How many lines in the items below contain the string "Return" (matching case)? Reply with the number alone.

____ THE DATA

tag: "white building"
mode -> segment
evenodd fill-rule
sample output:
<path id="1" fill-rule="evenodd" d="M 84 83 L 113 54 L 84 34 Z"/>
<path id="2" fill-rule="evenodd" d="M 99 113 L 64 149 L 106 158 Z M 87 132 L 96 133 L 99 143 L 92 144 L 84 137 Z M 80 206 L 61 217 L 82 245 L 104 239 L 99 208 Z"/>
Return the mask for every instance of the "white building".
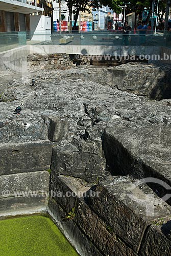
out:
<path id="1" fill-rule="evenodd" d="M 43 10 L 36 0 L 0 0 L 0 32 L 30 30 L 30 14 Z"/>

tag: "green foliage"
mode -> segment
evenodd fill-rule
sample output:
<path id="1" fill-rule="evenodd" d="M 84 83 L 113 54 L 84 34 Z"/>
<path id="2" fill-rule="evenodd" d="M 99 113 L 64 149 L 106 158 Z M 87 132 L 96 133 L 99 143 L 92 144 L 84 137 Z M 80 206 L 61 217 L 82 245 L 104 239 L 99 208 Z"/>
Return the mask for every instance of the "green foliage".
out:
<path id="1" fill-rule="evenodd" d="M 161 218 L 159 220 L 156 220 L 156 221 L 153 221 L 153 224 L 156 226 L 160 226 L 160 225 L 163 225 L 164 223 L 164 222 L 165 221 L 164 218 Z"/>
<path id="2" fill-rule="evenodd" d="M 68 219 L 69 220 L 73 220 L 73 219 L 76 216 L 76 214 L 75 212 L 75 209 L 76 209 L 75 207 L 72 208 L 71 210 L 69 211 L 69 212 L 68 212 L 67 216 L 66 216 L 66 219 Z"/>

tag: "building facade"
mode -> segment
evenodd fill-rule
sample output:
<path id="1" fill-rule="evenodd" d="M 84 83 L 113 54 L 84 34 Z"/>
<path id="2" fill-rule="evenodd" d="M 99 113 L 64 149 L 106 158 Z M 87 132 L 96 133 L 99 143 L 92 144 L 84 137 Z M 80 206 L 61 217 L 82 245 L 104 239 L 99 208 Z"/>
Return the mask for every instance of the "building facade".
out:
<path id="1" fill-rule="evenodd" d="M 53 20 L 54 30 L 59 30 L 59 4 L 56 2 L 53 2 Z M 80 11 L 77 22 L 77 28 L 80 31 L 91 31 L 92 29 L 92 14 L 91 7 L 87 7 L 88 11 Z M 72 14 L 72 25 L 74 25 L 75 21 L 75 7 L 73 7 Z M 67 3 L 65 1 L 61 2 L 61 30 L 68 30 L 69 29 L 69 13 Z"/>
<path id="2" fill-rule="evenodd" d="M 36 0 L 0 0 L 0 32 L 30 30 L 30 14 L 43 11 Z"/>
<path id="3" fill-rule="evenodd" d="M 105 20 L 108 15 L 108 11 L 106 6 L 103 6 L 102 8 L 93 9 L 92 11 L 93 18 L 93 27 L 94 30 L 98 29 L 105 30 Z"/>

________

:: TASK RESULT ::
3